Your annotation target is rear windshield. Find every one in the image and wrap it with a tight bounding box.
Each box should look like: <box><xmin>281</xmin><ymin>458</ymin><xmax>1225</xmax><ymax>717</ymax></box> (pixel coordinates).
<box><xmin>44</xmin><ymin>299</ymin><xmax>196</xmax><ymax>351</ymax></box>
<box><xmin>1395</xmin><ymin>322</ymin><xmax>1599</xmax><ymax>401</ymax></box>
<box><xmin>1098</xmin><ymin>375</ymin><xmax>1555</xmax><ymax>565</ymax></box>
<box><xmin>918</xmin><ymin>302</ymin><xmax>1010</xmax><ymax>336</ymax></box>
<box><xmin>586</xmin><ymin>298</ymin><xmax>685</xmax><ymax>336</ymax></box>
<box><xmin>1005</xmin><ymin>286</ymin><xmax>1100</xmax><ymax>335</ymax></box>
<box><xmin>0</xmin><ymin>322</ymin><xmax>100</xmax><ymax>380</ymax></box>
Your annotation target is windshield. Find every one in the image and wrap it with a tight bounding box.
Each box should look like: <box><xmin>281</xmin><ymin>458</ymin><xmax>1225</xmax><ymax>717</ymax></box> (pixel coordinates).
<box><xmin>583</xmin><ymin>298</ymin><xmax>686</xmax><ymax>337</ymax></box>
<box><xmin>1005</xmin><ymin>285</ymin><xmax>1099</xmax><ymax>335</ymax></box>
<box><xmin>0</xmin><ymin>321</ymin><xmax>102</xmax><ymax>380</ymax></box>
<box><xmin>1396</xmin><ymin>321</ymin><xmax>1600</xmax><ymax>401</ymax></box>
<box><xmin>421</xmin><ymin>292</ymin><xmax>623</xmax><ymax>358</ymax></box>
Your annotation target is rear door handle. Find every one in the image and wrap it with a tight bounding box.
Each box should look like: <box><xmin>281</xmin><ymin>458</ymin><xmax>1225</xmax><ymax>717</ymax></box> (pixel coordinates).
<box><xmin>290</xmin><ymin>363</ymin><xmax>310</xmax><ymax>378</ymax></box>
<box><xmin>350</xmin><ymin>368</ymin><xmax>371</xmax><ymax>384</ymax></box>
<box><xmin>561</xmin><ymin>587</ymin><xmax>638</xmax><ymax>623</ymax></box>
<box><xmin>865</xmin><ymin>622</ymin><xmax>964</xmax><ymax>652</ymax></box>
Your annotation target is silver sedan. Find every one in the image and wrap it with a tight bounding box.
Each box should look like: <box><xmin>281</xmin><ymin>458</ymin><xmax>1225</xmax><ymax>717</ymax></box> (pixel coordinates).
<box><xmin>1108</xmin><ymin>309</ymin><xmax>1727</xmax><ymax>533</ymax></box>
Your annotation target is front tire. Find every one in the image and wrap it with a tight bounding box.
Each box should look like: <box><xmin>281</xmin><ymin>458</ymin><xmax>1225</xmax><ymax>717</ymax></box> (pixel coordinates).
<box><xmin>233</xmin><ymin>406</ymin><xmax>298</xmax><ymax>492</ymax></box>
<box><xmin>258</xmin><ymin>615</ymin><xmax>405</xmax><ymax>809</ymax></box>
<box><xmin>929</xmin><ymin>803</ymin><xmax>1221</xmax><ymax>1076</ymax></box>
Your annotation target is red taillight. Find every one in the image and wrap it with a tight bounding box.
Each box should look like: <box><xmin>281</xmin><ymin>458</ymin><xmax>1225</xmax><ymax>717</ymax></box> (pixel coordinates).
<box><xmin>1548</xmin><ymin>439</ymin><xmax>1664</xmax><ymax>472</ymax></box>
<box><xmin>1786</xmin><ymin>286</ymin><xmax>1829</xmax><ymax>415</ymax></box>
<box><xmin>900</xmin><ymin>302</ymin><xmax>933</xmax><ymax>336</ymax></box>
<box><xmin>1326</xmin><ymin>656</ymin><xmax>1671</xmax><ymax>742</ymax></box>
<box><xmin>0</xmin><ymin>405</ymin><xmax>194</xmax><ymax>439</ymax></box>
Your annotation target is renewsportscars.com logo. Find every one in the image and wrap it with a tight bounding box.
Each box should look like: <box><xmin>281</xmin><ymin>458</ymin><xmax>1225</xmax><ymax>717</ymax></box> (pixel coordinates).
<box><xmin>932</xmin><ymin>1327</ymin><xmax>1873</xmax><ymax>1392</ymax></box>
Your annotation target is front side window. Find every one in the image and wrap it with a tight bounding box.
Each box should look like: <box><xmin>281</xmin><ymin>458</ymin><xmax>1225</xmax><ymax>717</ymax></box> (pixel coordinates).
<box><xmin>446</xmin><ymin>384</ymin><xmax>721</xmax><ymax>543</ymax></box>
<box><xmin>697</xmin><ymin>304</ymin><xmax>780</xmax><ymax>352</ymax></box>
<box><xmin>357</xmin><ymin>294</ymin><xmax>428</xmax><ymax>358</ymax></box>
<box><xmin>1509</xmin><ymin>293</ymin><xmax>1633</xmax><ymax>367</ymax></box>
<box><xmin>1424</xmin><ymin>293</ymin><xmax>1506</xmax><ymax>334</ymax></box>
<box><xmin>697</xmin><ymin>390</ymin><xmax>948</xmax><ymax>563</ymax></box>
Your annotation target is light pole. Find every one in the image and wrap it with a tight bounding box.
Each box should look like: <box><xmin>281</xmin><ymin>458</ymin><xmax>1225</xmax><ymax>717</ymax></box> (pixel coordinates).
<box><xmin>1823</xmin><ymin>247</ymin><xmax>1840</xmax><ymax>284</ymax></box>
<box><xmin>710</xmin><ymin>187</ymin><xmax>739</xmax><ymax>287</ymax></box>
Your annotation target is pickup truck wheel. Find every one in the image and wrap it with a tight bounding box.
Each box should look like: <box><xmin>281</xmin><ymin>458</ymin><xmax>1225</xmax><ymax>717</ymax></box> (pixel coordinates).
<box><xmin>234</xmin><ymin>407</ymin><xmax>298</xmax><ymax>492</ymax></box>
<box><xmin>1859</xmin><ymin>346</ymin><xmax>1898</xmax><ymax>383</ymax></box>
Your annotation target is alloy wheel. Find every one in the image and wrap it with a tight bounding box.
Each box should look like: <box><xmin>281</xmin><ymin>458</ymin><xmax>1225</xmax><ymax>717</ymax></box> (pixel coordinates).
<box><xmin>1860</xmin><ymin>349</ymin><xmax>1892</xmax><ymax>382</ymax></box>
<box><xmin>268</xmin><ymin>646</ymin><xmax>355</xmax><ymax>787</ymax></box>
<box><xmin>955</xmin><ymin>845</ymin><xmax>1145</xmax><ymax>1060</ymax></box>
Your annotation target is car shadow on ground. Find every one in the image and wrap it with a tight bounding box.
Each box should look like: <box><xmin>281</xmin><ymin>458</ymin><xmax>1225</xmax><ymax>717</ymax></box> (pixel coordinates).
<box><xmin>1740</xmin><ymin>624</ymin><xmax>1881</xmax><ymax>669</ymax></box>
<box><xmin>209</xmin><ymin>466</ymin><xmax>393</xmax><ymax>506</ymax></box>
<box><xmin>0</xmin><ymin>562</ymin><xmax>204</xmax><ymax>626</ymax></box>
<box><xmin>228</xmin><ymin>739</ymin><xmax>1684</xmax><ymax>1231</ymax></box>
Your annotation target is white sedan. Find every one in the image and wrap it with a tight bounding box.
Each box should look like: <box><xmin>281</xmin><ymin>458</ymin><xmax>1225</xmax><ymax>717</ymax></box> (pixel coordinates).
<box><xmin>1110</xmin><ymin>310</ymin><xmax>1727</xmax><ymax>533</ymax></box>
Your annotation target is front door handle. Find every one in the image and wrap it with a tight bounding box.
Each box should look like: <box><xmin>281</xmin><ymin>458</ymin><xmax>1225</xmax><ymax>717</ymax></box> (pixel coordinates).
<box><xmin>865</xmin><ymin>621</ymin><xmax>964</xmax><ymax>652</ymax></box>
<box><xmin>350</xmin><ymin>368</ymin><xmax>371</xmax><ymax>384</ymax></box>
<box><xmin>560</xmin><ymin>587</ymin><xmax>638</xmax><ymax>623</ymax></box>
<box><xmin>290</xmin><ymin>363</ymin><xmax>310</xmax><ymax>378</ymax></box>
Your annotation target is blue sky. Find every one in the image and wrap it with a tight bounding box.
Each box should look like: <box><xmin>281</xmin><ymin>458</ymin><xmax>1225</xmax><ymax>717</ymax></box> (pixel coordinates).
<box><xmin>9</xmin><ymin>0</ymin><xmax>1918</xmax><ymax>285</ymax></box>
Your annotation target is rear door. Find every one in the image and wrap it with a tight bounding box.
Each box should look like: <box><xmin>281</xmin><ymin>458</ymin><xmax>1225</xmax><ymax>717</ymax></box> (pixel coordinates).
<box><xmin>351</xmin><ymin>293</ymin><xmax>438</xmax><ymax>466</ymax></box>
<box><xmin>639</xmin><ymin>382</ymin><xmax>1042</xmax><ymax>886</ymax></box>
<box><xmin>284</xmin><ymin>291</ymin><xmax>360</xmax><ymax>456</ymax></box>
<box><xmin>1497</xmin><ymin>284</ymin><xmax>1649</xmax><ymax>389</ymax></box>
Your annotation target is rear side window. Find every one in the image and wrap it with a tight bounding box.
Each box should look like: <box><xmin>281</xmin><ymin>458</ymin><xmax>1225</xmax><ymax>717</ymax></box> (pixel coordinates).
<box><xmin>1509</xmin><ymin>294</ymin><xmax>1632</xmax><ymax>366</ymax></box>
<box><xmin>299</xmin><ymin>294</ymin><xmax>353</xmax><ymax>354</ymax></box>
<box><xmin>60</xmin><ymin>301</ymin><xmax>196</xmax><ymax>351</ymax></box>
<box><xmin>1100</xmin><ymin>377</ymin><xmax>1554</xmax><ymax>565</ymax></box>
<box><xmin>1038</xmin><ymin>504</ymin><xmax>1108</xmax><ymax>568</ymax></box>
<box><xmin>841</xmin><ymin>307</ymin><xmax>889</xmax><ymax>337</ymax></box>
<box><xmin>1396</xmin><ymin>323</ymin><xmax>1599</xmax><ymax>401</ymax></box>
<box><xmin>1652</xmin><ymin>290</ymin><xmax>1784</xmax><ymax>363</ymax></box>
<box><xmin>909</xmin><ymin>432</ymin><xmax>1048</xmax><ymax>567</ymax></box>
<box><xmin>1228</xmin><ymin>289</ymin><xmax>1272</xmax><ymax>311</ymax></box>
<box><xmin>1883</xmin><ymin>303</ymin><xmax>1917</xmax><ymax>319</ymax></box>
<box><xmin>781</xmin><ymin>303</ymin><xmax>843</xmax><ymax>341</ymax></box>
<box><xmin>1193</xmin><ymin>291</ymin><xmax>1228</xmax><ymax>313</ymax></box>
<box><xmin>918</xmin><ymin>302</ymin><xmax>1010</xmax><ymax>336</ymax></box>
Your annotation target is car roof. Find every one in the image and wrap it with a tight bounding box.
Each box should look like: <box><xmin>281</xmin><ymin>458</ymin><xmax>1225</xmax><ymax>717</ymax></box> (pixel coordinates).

◆ ABOUT THIS TASK
Only a number is wanted: how many lines of the data above contain "sedan"?

◆ YOUR SOLUTION
2